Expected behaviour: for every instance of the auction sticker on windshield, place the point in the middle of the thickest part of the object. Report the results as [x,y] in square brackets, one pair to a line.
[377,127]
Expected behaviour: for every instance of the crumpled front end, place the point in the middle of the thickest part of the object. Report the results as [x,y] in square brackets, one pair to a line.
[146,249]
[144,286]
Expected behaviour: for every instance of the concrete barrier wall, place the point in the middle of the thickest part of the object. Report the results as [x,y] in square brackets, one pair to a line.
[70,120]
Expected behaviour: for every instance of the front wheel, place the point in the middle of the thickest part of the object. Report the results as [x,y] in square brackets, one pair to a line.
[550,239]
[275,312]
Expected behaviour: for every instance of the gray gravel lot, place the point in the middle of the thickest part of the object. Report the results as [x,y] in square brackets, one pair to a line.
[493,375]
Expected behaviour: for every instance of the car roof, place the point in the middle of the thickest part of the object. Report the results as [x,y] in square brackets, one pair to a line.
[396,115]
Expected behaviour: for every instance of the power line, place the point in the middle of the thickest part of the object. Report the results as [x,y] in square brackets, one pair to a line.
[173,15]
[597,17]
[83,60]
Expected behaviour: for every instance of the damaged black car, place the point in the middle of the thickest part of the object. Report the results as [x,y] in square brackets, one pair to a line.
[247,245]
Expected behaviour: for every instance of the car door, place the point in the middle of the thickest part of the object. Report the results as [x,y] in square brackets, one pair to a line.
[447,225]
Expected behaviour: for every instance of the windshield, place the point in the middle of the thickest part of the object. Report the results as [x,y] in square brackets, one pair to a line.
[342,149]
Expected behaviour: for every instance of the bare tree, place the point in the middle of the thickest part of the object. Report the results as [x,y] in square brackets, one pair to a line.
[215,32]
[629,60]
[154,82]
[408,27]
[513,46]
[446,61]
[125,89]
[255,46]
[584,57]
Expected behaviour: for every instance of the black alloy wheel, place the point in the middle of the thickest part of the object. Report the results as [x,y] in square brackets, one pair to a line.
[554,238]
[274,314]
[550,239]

—————

Objetivo do exercício:
Reproduza palavra por palavra o trecho que vai da linha que contém "Expected behaviour: for every instance of the power" até o fim dos registros, com as duas pontas incluídas.

Solução abaixo:
Expected behaviour: for every instance of the power line, place the point in the middle of the thickest part of the object. Report the results as [x,y] in square brackets, one pair to a line.
[173,15]
[597,17]
[83,60]
Expected behaviour: for every instance of the damaged black car, place the point in the middle of the thickest part of the object. Report the results as [x,y] in square brackets, one pair to a line.
[247,245]
Expected behaviour: for every instance of the car door, place the point in the middle of the thickest part of the object. Report the results as [x,y] in square brackets, one pair to a line.
[447,225]
Expected behaviour: for every instance of the windshield, place the point in the middle of the thickest part of the object. Report the results as [x,y] in square brackets, one pair to a line.
[342,149]
Expected behaviour: for every instance of the bare tree, place the point in the middle of the thickest part of the object. Report the results as [x,y] in square brackets, one pair to a line.
[215,32]
[629,60]
[154,82]
[408,27]
[513,46]
[446,61]
[125,89]
[255,46]
[584,57]
Expected behaviour: for every instance of the black alloy wheel, place the point in the middle of the thickest part of the object. Report the results as [x,y] in square brackets, one pair to a line.
[554,238]
[274,314]
[550,239]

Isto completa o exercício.